--- begin Records to process ---
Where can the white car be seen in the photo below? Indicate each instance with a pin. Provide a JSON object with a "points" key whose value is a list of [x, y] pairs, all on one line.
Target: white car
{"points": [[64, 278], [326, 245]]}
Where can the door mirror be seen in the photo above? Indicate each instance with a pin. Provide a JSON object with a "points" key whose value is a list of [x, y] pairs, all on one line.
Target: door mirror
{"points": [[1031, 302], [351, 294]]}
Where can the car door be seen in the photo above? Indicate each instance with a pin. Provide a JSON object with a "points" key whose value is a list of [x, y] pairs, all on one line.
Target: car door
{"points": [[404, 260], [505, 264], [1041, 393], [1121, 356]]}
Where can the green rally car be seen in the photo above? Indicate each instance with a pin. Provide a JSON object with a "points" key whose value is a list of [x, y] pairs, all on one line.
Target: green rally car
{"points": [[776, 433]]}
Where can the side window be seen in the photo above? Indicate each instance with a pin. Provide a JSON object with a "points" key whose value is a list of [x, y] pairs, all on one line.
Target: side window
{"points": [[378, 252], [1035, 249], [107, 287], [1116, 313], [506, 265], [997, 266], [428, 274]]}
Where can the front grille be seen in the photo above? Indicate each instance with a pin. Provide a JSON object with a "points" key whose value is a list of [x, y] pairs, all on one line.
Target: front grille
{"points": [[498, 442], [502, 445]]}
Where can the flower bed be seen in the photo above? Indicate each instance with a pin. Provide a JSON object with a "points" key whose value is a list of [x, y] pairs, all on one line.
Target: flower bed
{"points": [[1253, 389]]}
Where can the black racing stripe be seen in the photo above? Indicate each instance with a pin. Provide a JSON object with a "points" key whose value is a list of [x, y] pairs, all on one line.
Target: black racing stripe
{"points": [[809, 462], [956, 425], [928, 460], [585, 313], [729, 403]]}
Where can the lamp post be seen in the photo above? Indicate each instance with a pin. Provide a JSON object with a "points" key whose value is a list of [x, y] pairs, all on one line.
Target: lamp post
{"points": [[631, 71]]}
--- end Records to process ---
Please retype every line of the items above, with no changes.

Where can the white car be seen in the photo below? Indicate each instance with a pin. Provide a JSON object with a "points" key whose value is a list of [x, y] pairs, all on one line.
Target: white car
{"points": [[64, 278], [326, 245]]}
Where can the door mirror be seen in the photo above? Indicate each instance with a pin. Provide a JSON object with a "points" key whose value is a list of [x, y] pairs, all on one line.
Target: door mirror
{"points": [[1031, 302], [351, 294]]}
Where can the car door be seen in the photo above? Indicate each instance with a pin. Provide a JSON object with a "points" key whose value is a list of [x, y] pairs, all on one line.
Target: car door
{"points": [[404, 260], [505, 264], [1041, 393], [1121, 356]]}
Where can the green rally car be seen in the photo above? Indicate each instance with a pin. Provide a JSON object with a "points" key whose value is a list of [x, y] pairs, all on one line.
Target: green rally car
{"points": [[776, 433]]}
Where can the side window be seen in the photo above? Indicate each instance with a pin. Provide a JSON object with a "points" key whose value is a list of [x, y] pairs, all on one line.
Target: side window
{"points": [[378, 252], [1035, 249], [107, 287], [1116, 313], [506, 265], [997, 266], [428, 274]]}
Where can the front grille be seen in the photo above? Indicate each instance with a pin. Provide a JSON object with a "points" key whose value is a list of [x, y] pairs, all on one line.
Target: front grille
{"points": [[498, 442], [502, 445]]}
Where can the flower bed be seen in the photo above? Indicate each instance with a pin. Provide a JSON object with a "points" key whose value is a list of [x, y] pairs, all on one line.
Target: flower bed
{"points": [[1253, 389]]}
Where can the black racing stripe be seen in the photo above? Indicate each instance with a pin. Provide a JSON object with a "points" key whose value is a list of [x, y] pairs, all on one line.
Target: black racing stripe
{"points": [[809, 462], [956, 425], [928, 460], [585, 313], [729, 403]]}
Where can the lamp post be seen in the photo above? Indicate each instance with a pin. Provide a JSON object with a "points" key whose value is a list of [x, y] pairs, all on one line.
Target: lamp post
{"points": [[631, 71]]}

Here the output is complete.